▸ **TASK REQUIREMENTS**
Return every line of the records below word for word, with no changes.

▸ **Dataset records**
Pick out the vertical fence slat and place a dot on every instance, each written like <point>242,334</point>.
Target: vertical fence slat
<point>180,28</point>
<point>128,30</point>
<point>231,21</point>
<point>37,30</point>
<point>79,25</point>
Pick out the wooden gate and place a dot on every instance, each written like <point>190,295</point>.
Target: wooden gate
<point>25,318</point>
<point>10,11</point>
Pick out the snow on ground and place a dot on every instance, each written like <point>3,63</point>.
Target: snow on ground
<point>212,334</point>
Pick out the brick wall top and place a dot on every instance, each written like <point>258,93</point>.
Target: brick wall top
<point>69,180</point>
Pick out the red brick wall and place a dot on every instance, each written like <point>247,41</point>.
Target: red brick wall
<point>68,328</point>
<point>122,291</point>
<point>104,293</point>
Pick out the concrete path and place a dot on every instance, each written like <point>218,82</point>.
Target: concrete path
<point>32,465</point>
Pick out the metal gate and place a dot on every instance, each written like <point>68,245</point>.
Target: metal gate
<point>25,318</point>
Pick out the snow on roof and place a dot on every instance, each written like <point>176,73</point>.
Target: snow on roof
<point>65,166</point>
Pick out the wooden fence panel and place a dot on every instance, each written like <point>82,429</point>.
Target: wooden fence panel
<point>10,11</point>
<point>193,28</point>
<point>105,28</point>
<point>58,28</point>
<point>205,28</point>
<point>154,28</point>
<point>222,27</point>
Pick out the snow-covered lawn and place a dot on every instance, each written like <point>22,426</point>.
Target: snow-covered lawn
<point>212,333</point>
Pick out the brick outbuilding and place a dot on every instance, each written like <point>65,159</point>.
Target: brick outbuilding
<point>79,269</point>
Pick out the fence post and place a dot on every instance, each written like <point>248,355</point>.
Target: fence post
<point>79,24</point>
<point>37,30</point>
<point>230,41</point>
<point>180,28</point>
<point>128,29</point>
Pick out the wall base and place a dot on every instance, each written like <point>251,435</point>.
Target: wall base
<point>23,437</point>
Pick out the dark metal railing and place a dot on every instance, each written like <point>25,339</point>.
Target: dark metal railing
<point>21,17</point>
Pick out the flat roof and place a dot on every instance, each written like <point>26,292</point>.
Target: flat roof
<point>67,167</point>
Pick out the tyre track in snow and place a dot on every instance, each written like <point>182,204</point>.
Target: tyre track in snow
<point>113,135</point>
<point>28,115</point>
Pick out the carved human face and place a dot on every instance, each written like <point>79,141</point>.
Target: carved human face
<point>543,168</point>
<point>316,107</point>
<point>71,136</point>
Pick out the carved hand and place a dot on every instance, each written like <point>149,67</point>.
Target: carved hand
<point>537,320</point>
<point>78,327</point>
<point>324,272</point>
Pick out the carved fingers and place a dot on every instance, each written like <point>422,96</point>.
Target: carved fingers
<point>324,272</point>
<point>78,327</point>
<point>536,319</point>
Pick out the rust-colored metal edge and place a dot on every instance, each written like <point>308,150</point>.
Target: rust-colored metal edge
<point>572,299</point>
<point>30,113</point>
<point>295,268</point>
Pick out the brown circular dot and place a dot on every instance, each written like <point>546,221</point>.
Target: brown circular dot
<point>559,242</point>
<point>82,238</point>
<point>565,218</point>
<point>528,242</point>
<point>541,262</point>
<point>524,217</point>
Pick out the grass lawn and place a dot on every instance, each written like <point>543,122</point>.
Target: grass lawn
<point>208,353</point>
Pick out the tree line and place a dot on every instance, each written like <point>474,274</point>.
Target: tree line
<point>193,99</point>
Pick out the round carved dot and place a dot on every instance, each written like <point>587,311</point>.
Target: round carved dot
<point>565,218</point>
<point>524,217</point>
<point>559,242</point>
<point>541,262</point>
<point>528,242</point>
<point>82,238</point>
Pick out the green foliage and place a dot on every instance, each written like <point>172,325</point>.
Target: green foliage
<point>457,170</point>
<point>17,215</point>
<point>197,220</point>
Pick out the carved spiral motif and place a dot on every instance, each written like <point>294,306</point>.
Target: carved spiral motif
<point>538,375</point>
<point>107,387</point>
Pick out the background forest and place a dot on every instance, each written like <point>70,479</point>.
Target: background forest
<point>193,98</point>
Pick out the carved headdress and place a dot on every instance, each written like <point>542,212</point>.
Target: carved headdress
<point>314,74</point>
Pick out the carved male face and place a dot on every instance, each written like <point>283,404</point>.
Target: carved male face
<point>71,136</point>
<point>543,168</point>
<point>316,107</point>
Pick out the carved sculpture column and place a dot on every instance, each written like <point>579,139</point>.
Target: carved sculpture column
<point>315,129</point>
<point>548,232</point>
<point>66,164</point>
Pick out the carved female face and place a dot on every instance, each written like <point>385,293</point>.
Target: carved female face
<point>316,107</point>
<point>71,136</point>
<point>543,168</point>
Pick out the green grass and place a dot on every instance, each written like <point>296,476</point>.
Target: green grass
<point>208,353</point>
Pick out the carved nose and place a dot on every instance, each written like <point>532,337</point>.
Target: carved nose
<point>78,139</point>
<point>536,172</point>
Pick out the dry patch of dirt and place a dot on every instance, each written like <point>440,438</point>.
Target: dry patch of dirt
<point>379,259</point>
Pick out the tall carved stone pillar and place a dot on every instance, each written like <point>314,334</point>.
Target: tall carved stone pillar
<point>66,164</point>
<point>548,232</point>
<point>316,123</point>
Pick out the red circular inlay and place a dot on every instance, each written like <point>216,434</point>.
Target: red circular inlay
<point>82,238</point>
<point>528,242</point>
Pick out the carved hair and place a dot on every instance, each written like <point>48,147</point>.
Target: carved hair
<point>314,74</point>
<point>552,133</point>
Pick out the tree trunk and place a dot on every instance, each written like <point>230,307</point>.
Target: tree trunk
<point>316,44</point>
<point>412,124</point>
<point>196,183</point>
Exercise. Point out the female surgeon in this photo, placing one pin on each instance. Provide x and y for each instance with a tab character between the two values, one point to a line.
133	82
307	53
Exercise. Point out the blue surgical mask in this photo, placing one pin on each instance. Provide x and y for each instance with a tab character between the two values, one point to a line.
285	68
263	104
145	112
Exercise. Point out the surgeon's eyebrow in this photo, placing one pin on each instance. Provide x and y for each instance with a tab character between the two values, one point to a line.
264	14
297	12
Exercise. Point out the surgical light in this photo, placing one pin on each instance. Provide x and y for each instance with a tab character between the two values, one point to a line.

▸ **EXERCISE ANSWER**
Pick out the vertical fence slat and place a dot on every instance, each written like <point>242,334</point>.
Target: vertical fence slat
<point>180,28</point>
<point>128,30</point>
<point>231,21</point>
<point>37,30</point>
<point>79,25</point>
Pick out the wooden gate and place a dot on every instance, each written like <point>190,295</point>.
Target: wooden gate
<point>25,318</point>
<point>10,11</point>
Pick out the snow on ground and place a dot on every instance, each written like <point>3,63</point>.
Target: snow on ground
<point>212,334</point>
Pick out the brick wall top and place a dot on every instance, each written like <point>258,93</point>.
Target: brick wall top
<point>69,180</point>
Pick out the red brick wall and place a dot on every instance, each written like <point>247,41</point>.
Target: red brick wall
<point>68,328</point>
<point>122,291</point>
<point>104,293</point>
Pick out the concrete path and place a dot on every instance, each written like <point>218,82</point>.
Target: concrete path
<point>32,465</point>
Pick out the metal gate and place a dot on every instance, each written like <point>68,245</point>.
Target: metal gate
<point>25,318</point>
Pick out the snow on roof and place a dot on every instance, each written like <point>176,73</point>.
Target: snow on roof
<point>65,166</point>
Pick out the wooden fence panel and place a dot on every instance, each written like <point>82,429</point>.
Target: wooden fence panel
<point>10,11</point>
<point>193,28</point>
<point>105,28</point>
<point>58,28</point>
<point>205,28</point>
<point>154,28</point>
<point>222,27</point>
Pick out the snow-covered lawn and place a dot on every instance, each written like <point>22,426</point>.
Target: snow-covered lawn
<point>212,333</point>
Pick out the brick outbuilding and place a dot on every instance, each written like <point>65,159</point>.
Target: brick outbuilding
<point>79,269</point>
Pick out the fence post and place a dot on every instance, each written like <point>248,355</point>.
Target: fence post
<point>79,24</point>
<point>37,30</point>
<point>230,41</point>
<point>180,28</point>
<point>128,29</point>
Pick out the wall base and place a dot on every instance, each written like <point>251,435</point>.
Target: wall base
<point>23,437</point>
Pick out the dark metal railing and place a dot on every instance, each written like <point>25,339</point>.
Target: dark metal railing
<point>21,17</point>
Pick out the flat roof and place a dot on every instance, each written like <point>26,292</point>.
Target: flat roof
<point>67,167</point>
Pick out the tyre track in snow and place a dot on every instance, each written like <point>182,204</point>.
Target: tyre track in snow
<point>113,135</point>
<point>28,115</point>
Pick out the carved human face and place a dot on every instance, each written like <point>79,141</point>.
Target: carved human face
<point>543,168</point>
<point>316,107</point>
<point>71,136</point>
Pick out the carved hand and place a dot on every instance, each written like <point>149,67</point>.
Target: carved hand
<point>537,320</point>
<point>78,327</point>
<point>324,272</point>
Pick out the carved fingers and place a dot on every instance, each written like <point>422,96</point>.
Target: carved fingers
<point>324,272</point>
<point>78,327</point>
<point>536,319</point>
Pick out the rust-colored metal edge and place a dot on every instance, each written like <point>308,150</point>.
Target: rust-colored metal edge
<point>572,299</point>
<point>30,113</point>
<point>295,268</point>
Pick out the brown circular dot and place a dot on every instance, each written like <point>546,221</point>.
Target: brown circular dot
<point>559,242</point>
<point>82,238</point>
<point>565,218</point>
<point>528,242</point>
<point>541,262</point>
<point>524,217</point>
Pick out the grass lawn and place a dot on every instance, each written like <point>543,122</point>.
Target: grass lawn
<point>208,353</point>
Pick out the tree line and place a dot on every instance, each written like <point>474,274</point>.
Target: tree line
<point>193,99</point>
Pick out the round carved dot and place a dot on every instance, each written like <point>587,311</point>.
Target: round carved dot
<point>565,218</point>
<point>524,217</point>
<point>559,242</point>
<point>541,262</point>
<point>528,242</point>
<point>82,238</point>
Pick out the green foliage and place a dot on every instance, each written like <point>172,325</point>.
Target: green foliage
<point>457,170</point>
<point>17,215</point>
<point>197,220</point>
Pick out the carved spiral motif and place a dot on every instance, each written like <point>294,306</point>.
Target: carved spiral motif
<point>538,375</point>
<point>107,387</point>
Pick out the background forest and place a dot on every instance, each written like <point>70,479</point>.
Target: background forest
<point>193,98</point>
Pick out the carved headdress and place a dot on every instance, each written like <point>542,212</point>.
Target: carved headdress
<point>314,74</point>
Pick out the carved male face and place a dot on every instance, each written like <point>283,404</point>.
Target: carved male face
<point>71,136</point>
<point>543,168</point>
<point>316,107</point>
Pick out the carved sculpture column and place a dot on every instance, each written like <point>579,139</point>.
Target: carved sculpture column
<point>315,129</point>
<point>548,232</point>
<point>66,164</point>
Pick out the carved female face and place a dot on every instance, each written like <point>385,293</point>.
Target: carved female face
<point>316,107</point>
<point>71,136</point>
<point>543,168</point>
Pick out the green grass and place a dot on every instance, each written like <point>296,476</point>.
Target: green grass
<point>208,353</point>
Pick out the carved nose and place a dot on every instance, each written like <point>532,337</point>.
Target: carved nose
<point>78,139</point>
<point>536,172</point>
Pick out the dry patch of dirt and place a dot on every instance, each written like <point>440,438</point>.
Target: dry patch of dirt
<point>379,259</point>
Pick out the tall carved stone pillar and place a dot on every instance, each written like <point>314,334</point>.
Target: tall carved stone pillar
<point>66,164</point>
<point>548,232</point>
<point>316,123</point>
Pick out the red circular inlay and place a dot on every instance, each written like <point>216,434</point>.
Target: red circular inlay
<point>82,238</point>
<point>528,242</point>
Pick out the carved hair and place a dot on every instance, each written like <point>48,147</point>.
Target: carved hair
<point>314,74</point>
<point>552,133</point>
Pick out the tree trunk and place a dot on every instance, each written like <point>230,307</point>.
Target: tree trunk
<point>316,44</point>
<point>412,124</point>
<point>196,183</point>
Exercise. Point out the female surgeon in this photo, placing one pin on each instance. Provide x and y for each instance with a tab character between the two values, one point to a line.
133	82
307	53
Exercise. Point out the blue surgical mask in this photo, placing one pin on each instance. Provide x and y for each instance with a tab character between the two values, one point to a line.
285	68
263	104
145	112
Exercise. Point out the surgeon's eyebrow in this photo, placing one pin on each instance. Provide x and y for each instance with a tab character between the two values, one point to a line.
264	14
297	12
Exercise. Point out the surgical light in this photo, placing one pin on each instance. Provide x and y for each instance with a tab character between the two values, one point to a line.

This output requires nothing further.